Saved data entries
========
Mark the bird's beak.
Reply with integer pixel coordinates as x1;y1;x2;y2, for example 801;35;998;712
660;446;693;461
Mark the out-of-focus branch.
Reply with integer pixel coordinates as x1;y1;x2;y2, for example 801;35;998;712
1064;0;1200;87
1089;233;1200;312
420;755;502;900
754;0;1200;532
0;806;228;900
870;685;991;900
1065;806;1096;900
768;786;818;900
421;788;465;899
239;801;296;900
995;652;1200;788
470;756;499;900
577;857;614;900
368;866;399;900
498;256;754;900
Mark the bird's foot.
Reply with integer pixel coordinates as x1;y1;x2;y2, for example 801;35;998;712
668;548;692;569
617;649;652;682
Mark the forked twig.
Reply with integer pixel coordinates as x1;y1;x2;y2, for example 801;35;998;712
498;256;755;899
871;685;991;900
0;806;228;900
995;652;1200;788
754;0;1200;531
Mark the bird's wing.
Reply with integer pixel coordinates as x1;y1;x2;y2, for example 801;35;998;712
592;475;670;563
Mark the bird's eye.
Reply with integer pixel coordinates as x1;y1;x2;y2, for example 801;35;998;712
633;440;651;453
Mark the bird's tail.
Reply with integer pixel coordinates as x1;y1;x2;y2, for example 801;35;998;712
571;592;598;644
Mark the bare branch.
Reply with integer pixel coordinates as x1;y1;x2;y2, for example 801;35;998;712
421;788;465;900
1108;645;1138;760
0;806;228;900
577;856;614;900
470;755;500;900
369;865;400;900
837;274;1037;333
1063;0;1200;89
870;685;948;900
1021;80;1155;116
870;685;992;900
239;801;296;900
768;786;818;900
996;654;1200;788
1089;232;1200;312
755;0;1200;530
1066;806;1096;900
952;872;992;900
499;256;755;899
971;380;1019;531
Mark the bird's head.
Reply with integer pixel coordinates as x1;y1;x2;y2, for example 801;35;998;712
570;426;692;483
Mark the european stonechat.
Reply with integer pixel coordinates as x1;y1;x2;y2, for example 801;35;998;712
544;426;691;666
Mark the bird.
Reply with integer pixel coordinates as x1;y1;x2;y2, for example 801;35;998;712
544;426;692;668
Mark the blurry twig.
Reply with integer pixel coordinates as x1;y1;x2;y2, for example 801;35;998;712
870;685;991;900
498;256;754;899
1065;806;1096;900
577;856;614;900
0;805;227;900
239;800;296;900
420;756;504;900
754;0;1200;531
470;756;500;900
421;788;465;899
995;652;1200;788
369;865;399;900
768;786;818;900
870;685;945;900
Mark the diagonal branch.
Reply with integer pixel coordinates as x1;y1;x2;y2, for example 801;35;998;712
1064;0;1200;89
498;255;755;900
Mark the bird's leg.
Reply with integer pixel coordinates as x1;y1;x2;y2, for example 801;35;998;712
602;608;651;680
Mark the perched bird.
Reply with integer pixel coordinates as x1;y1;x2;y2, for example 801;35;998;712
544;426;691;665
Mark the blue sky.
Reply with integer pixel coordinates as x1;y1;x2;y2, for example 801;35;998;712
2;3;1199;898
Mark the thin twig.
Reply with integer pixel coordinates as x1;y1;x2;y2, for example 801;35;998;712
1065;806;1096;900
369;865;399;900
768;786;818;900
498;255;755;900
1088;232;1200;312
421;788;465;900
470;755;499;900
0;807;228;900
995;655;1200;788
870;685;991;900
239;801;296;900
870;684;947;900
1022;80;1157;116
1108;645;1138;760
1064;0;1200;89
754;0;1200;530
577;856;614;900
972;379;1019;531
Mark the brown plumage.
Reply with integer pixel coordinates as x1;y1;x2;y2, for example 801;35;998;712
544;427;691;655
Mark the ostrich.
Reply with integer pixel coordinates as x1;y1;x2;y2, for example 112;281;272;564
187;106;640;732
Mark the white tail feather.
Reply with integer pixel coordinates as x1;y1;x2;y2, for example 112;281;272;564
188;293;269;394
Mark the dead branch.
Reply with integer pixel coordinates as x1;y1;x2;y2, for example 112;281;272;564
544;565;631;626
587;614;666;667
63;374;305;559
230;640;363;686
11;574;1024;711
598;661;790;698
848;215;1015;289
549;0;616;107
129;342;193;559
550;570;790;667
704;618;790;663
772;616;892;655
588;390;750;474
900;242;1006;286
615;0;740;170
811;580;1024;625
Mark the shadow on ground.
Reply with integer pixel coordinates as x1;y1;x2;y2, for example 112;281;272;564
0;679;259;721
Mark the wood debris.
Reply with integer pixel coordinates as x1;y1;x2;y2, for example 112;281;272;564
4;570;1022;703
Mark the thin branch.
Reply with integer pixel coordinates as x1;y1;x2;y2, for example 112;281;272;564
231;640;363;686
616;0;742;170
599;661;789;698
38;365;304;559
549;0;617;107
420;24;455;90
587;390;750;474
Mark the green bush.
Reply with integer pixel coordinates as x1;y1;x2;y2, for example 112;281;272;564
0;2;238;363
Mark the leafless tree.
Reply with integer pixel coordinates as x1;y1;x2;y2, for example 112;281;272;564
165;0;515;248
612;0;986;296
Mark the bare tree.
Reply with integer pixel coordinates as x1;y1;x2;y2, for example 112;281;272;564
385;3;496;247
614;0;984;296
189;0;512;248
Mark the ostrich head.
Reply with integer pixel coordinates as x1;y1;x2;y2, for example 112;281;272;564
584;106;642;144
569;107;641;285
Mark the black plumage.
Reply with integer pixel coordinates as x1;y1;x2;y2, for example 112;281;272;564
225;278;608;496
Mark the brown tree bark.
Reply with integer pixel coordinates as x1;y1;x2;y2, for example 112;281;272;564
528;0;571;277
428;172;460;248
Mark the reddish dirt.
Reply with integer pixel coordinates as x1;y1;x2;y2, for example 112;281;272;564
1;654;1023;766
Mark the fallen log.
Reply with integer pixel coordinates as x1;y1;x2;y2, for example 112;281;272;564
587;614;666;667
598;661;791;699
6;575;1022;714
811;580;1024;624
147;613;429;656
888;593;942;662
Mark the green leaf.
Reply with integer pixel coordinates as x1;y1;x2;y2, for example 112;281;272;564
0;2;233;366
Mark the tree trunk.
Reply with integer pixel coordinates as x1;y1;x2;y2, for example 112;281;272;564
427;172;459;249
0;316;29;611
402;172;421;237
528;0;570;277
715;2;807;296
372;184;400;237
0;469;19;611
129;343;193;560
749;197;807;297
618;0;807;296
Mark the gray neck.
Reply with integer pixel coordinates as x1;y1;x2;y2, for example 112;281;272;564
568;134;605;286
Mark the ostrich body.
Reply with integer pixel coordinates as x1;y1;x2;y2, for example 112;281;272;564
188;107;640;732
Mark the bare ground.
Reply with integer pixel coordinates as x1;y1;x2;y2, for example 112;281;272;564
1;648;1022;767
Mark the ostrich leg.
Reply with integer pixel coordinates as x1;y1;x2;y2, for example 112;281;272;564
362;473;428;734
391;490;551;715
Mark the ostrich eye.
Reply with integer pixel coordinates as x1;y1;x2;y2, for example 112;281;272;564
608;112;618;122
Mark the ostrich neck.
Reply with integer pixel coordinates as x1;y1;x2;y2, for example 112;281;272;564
========
WHAT TO PRODUCE:
The required answer is the line with "Mark the bare ground." plus every line after it to the end of the entries above, transcribed exactly.

TASK OUTPUT:
Mark the bare ground.
Reply with integer pixel coordinates as x1;y1;x2;y2, for example 112;281;272;564
1;648;1022;767
Mark the ostrich leg.
Reply with integer pixel coordinates as x1;y1;x2;y2, for example 112;281;272;564
362;473;428;734
391;490;551;715
Mark the ostrich eye.
Reply with integer pixel coordinates as x1;y1;x2;y2, for example 112;281;272;564
608;112;618;122
Mark the ostrich neck.
Reply with integer pixel coordinates as x1;y1;x2;y2, for example 112;281;272;564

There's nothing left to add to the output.